Exercise directions: Recast all of the data below as a numbered list, one line per item, with blank lines omitted.

Records from a data source:
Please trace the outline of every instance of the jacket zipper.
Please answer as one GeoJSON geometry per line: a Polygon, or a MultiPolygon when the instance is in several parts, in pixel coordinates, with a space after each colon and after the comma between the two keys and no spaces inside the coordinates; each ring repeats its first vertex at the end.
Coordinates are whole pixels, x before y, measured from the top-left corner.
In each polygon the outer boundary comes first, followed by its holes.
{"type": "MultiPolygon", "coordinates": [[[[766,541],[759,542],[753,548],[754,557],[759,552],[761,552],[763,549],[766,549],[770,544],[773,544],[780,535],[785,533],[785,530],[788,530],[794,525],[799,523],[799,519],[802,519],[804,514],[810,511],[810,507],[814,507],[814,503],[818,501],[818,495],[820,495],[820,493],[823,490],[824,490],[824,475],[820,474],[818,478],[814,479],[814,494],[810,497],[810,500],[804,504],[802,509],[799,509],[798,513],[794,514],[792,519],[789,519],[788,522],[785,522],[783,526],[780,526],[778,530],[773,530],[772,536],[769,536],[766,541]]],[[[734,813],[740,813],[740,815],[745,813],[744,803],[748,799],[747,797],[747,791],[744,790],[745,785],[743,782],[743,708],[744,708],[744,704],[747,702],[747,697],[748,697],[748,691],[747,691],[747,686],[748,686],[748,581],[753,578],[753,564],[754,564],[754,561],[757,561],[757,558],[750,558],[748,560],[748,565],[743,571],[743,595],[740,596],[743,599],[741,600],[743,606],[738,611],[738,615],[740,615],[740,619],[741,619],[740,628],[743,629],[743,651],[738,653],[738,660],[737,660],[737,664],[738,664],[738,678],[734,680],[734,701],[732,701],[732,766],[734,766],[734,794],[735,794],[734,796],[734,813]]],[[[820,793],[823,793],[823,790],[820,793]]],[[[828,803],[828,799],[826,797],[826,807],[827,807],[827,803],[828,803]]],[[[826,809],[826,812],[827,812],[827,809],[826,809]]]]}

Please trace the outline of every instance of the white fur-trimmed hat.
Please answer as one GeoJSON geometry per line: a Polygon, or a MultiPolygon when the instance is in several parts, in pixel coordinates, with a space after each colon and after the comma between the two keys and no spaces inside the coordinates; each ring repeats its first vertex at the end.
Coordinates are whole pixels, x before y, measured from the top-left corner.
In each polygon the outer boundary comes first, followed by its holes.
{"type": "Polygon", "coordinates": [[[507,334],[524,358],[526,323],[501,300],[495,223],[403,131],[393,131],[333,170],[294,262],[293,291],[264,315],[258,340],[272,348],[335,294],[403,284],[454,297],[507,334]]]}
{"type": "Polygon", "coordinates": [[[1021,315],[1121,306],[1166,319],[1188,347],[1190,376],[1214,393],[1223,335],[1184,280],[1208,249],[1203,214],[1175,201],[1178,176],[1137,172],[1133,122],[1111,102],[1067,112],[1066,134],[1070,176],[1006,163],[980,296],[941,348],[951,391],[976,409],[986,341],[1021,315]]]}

Output for this exercise:
1. Please trace the outline of every instance of the jacket zipper.
2. Please answer as one GeoJSON geometry per line: a Polygon, or a MultiPolygon when the instance is in several parts, in pixel coordinates, with a space after each colon and after the comma between the two keys and no spaces inside the coordinates; each ring repeats its first vertex at the end.
3. Coordinates are whole pixels, x before y, measured from the top-left corner.
4. In each polygon the outer boundary comes first, followed by its holes.
5. {"type": "MultiPolygon", "coordinates": [[[[766,541],[759,542],[753,548],[754,557],[759,552],[761,552],[763,549],[766,549],[770,544],[773,544],[780,535],[785,533],[785,530],[788,530],[794,525],[799,523],[799,519],[802,519],[804,514],[810,511],[810,507],[814,507],[814,503],[818,501],[818,495],[820,495],[820,493],[823,490],[824,490],[824,475],[820,474],[818,478],[814,479],[814,494],[810,497],[810,500],[804,504],[802,509],[799,509],[798,513],[794,514],[792,519],[789,519],[788,522],[785,522],[783,526],[780,526],[778,530],[773,530],[772,536],[769,536],[766,541]]],[[[734,813],[740,813],[740,815],[745,813],[744,803],[748,799],[747,797],[747,791],[744,790],[745,785],[743,782],[743,708],[744,708],[744,704],[747,702],[747,697],[748,697],[748,691],[747,691],[747,686],[748,686],[748,581],[753,578],[753,564],[754,564],[754,561],[757,561],[757,558],[750,558],[748,560],[748,565],[743,571],[743,595],[740,596],[743,599],[741,600],[743,606],[738,611],[738,615],[740,615],[740,619],[741,619],[740,628],[743,629],[743,651],[738,653],[738,660],[737,660],[737,664],[738,664],[738,678],[734,680],[734,701],[732,701],[732,766],[734,766],[734,794],[735,794],[734,796],[734,813]]],[[[820,793],[823,793],[823,790],[820,793]]],[[[828,803],[828,799],[826,797],[826,807],[827,807],[827,803],[828,803]]],[[[826,809],[826,812],[827,812],[827,809],[826,809]]]]}
6. Please trace the outline of every instance of the white fur-trimmed hat.
7. Please answer as one GeoJSON geometry per line: a Polygon, or a MultiPolygon when the instance is in several parts, in pixel coordinates, with a space after each colon and after the comma between the two keys and no spaces inside the coordinates; each ring repeats its first vertex at the end.
8. Coordinates are whole pixels, x before y, measured from the top-left corner.
9. In each polygon the outer boundary comes first, followed by its holes.
10. {"type": "Polygon", "coordinates": [[[507,334],[524,358],[526,323],[501,300],[495,223],[403,131],[393,131],[333,170],[294,262],[293,291],[264,315],[258,340],[272,348],[335,294],[403,284],[454,297],[507,334]]]}
11. {"type": "Polygon", "coordinates": [[[1021,315],[1121,306],[1166,319],[1188,347],[1190,376],[1214,393],[1223,335],[1184,280],[1208,249],[1203,214],[1175,201],[1178,176],[1137,172],[1133,122],[1111,102],[1067,112],[1066,134],[1070,176],[1006,163],[980,296],[941,348],[951,391],[976,409],[986,341],[1021,315]]]}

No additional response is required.